**Quoted passage**
# # #
As unobtrusive as possible, the chatbot need to extract intent and entities from the user utterances. And from this information, the conversation needs to be directed.
Even if the chatbot does not have information which is 100% related to the intent, next-best information pertaining to the user can be volunteered by the chatbot in an effort to fulfill the intent.
Identify Your Domain
A chatbot is centered around a domain-specific topic. For example, you may have a travel app that performs booking of tickets, flights, hotels, and rental cars. Another app may provide content related to exercising, tracking fitness efforts and setting goals.
Identifying the domain helps you find words or phrases that are important to your domain.
It is only reserved for the big players like Google and Amazon Echo, to have a general chatbot or conversational interface. It is not practical to have a chatbot which starts with “Ask Me Anything”.
It helps when you chatbot introduces itself, and state the capability and use of the chatbot. For instance, “I can help you to book your next holiday”, or “I can help you find best eatery in town”.
Identify Your Intents
Think about the intents that are important to your application’s task.
Let’s take the example of a travel app, with functions to book a flight and check the weather at the user’s destination. You can define a Book Flight and Get Weather intents for these actions.
In a more complex app with more functions, you have more intents, and you should define them carefully so the intents aren’t too specific. For example, Book Flight and Book Hotel may need to be separate intents, but Book International Flight and Book Domestic Flight may be too similar.
# # #
**Records supplied**
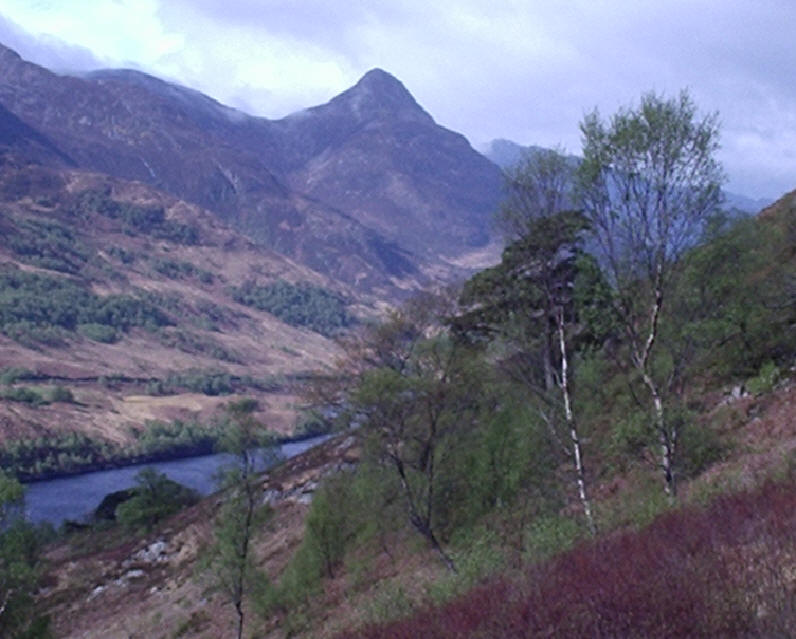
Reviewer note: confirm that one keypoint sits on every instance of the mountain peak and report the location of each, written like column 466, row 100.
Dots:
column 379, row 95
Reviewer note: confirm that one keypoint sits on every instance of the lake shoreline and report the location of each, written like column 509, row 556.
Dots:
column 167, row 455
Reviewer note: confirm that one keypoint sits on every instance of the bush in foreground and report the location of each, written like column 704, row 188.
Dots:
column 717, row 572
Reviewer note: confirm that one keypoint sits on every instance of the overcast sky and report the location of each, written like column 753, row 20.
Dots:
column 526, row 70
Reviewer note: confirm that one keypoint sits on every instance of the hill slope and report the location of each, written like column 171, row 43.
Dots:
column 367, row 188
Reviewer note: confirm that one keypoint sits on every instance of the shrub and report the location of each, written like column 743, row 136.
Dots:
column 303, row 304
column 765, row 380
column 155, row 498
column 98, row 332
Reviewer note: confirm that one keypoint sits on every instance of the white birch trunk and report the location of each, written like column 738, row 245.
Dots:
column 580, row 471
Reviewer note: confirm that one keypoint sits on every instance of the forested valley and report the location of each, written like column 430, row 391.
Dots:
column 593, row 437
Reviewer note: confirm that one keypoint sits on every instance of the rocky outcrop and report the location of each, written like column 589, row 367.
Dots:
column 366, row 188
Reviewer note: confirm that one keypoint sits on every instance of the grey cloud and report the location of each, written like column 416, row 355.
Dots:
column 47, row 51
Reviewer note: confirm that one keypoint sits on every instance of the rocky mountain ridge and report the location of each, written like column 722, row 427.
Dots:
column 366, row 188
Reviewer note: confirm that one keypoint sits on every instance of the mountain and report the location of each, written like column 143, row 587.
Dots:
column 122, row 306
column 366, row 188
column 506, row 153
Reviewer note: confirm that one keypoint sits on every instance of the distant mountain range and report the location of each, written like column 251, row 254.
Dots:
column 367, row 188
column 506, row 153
# # #
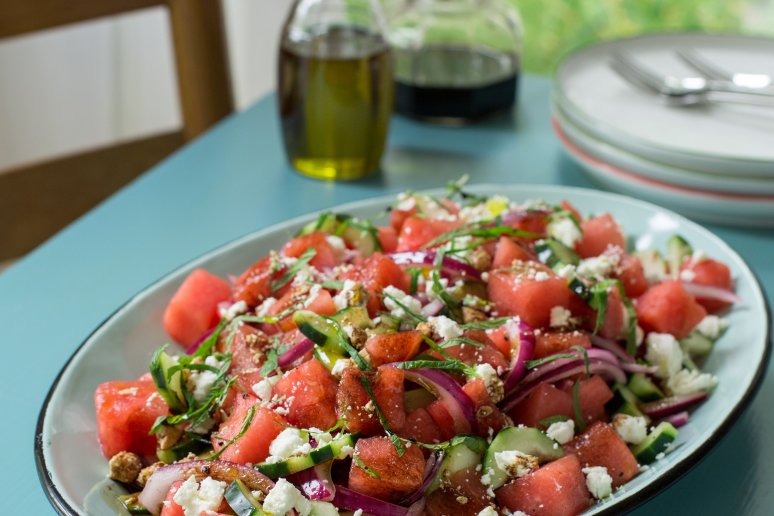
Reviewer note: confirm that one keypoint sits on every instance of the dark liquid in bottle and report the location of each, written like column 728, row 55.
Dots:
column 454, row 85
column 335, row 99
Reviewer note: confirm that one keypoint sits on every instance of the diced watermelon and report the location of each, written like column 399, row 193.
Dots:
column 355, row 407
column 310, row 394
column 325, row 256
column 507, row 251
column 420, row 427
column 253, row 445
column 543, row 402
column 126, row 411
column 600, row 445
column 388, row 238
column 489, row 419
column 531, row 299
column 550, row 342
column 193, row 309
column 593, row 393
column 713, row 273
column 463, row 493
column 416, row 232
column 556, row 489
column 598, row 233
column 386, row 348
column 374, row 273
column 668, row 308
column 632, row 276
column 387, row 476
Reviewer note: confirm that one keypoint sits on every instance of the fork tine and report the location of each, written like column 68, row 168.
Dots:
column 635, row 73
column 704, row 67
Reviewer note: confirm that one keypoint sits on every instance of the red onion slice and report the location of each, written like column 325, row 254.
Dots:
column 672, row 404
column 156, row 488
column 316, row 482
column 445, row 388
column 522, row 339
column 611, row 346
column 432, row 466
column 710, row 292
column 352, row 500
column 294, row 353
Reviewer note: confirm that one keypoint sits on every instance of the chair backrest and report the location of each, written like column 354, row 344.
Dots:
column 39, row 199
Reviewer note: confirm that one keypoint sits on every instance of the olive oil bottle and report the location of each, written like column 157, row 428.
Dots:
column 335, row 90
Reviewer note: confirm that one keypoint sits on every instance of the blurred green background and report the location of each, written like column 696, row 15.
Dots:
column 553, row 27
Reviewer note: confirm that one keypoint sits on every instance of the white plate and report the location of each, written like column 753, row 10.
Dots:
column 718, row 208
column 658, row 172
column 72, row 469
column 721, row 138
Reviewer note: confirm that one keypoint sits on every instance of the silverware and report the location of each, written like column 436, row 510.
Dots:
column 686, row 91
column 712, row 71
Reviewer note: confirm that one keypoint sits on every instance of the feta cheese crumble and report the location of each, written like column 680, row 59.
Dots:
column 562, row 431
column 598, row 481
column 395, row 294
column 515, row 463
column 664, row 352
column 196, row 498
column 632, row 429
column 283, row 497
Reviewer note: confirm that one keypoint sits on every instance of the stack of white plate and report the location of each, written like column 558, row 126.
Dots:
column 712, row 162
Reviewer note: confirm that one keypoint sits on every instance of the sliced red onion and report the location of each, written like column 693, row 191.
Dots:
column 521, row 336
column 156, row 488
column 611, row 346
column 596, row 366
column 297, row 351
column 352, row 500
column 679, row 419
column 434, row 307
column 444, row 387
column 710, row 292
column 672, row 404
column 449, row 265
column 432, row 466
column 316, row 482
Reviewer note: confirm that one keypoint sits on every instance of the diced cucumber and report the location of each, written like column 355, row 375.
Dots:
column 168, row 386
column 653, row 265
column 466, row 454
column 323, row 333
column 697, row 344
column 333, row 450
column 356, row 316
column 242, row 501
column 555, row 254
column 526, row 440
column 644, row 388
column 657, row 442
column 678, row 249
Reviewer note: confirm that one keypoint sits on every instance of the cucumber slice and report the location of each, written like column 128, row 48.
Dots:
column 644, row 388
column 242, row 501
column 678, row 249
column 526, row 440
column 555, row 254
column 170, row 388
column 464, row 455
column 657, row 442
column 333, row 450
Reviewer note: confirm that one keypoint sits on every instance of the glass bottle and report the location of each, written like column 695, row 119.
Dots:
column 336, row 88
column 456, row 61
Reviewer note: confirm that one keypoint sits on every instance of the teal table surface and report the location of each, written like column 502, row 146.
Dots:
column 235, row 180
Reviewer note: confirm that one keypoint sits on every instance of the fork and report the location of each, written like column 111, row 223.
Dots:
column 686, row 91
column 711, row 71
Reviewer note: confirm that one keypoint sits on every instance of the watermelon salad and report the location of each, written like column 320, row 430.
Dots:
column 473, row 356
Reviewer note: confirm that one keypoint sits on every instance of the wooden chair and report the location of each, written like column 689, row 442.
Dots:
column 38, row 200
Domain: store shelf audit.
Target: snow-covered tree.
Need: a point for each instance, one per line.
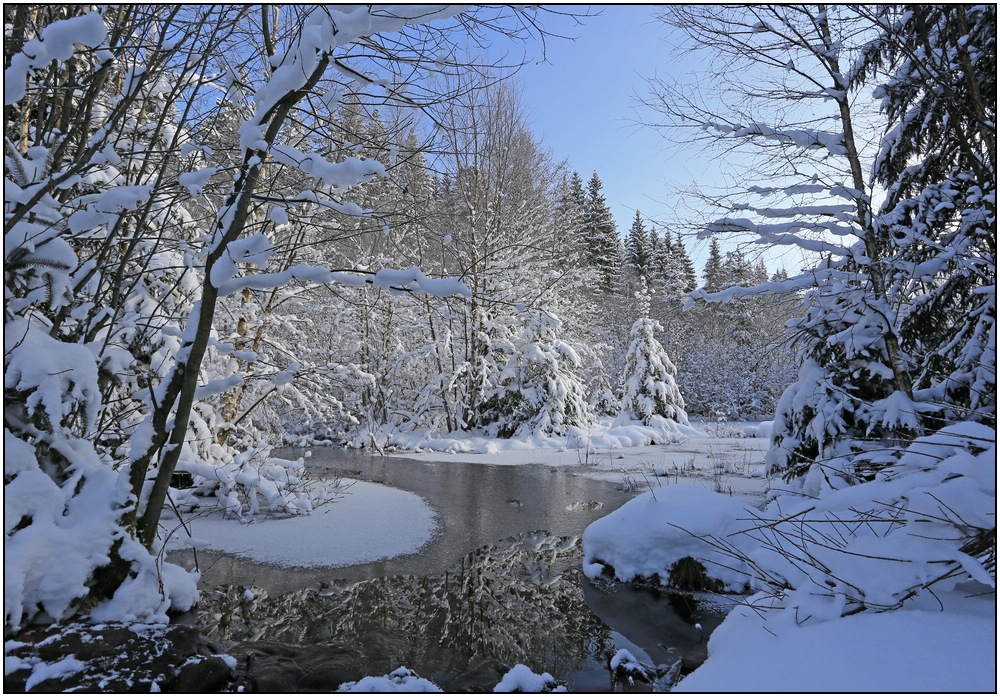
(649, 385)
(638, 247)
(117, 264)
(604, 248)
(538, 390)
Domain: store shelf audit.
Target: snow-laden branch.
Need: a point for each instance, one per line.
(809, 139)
# # #
**Set of tasks**
A) Do these statements agree with the chatbot design text? For each, answer yes or no and quote the words from the text that decide it.
(i) A travel app that books flights and checks the weather at the destination can have a Book Flight intent and a Get Weather intent.
(ii) The text recommends having a chatbot start with "Ask Me Anything."
(iii) Book International Flight and Book Domestic Flight should be defined as separate intents.
B) Could you quote everything in the chatbot design text from "As unobtrusive as" down to "to your domain."?

**Answers for this exercise**
A)
(i) Yes: "You can define a Book Flight and Get Weather intents for these actions."
(ii) No: "It is not practical to have a chatbot which starts with “Ask Me Anything”."
(iii) No: "Book International Flight and Book Domestic Flight may be too similar."

B)
As unobtrusive as possible, the chatbot need to extract intent and entities from the user utterances. And from this information, the conversation needs to be directed.
Even if the chatbot does not have information which is 100% related to the intent, next-best information pertaining to the user can be volunteered by the chatbot in an effort to fulfill the intent.
Identify Your Domain
A chatbot is centered around a domain-specific topic. For example, you may have a travel app that performs booking of tickets, flights, hotels, and rental cars. Another app may provide content related to exercising, tracking fitness efforts and setting goals.
Identifying the domain helps you find words or phrases that are important to your domain.